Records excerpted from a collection
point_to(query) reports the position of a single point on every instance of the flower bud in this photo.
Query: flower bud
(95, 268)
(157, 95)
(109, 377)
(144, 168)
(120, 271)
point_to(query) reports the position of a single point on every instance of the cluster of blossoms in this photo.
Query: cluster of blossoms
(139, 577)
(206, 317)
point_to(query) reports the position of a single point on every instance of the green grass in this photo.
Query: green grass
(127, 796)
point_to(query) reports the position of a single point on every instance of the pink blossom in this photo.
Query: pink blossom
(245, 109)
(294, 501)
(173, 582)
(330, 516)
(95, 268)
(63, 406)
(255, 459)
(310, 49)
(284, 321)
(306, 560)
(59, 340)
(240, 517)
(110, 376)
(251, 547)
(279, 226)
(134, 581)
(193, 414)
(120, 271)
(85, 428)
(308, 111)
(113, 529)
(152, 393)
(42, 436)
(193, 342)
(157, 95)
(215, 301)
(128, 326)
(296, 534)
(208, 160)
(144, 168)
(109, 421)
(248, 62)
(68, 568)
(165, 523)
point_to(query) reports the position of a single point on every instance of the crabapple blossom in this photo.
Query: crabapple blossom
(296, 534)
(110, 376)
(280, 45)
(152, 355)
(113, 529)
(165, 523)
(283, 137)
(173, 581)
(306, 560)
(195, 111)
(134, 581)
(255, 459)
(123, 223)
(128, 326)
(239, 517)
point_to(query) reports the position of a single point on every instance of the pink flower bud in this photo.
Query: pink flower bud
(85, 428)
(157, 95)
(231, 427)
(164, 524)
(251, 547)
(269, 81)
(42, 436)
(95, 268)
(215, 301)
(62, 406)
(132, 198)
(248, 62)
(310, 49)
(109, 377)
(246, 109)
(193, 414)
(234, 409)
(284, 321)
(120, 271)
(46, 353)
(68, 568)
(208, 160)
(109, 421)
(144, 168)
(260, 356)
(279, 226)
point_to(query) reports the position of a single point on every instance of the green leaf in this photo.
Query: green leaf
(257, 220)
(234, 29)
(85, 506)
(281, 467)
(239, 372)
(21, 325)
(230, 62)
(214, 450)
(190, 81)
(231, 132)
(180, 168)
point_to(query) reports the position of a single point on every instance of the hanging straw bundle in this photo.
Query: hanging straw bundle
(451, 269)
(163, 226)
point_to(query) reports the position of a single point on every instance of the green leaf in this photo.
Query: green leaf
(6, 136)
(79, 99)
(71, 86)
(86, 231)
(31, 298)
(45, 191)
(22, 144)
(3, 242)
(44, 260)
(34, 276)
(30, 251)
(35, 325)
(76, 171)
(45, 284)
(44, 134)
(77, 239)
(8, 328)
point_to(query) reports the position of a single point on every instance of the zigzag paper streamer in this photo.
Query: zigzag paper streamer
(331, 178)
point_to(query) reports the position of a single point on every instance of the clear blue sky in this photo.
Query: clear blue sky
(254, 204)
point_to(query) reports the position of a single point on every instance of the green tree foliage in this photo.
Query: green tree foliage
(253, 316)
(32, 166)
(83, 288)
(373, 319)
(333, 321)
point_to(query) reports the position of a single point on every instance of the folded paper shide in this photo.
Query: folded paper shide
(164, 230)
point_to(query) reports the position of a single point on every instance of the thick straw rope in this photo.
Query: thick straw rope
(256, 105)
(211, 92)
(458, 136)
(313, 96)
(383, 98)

#### What you will do
Only the lines from the one containing "Query: green tree foliage" to the end of the data should be printed, exactly as they stand.

#### The answer
Query: green tree foliage
(253, 316)
(32, 166)
(83, 288)
(373, 319)
(333, 321)
point_to(query) reports the position of a single point on every instance of the folded paper shide in this photo.
Query: folded paper shide
(164, 230)
point_to(query) reports the position of a single point on every instance of the thick straw rope in this photo.
Query: thick straw rope
(256, 105)
(211, 92)
(458, 136)
(313, 96)
(383, 98)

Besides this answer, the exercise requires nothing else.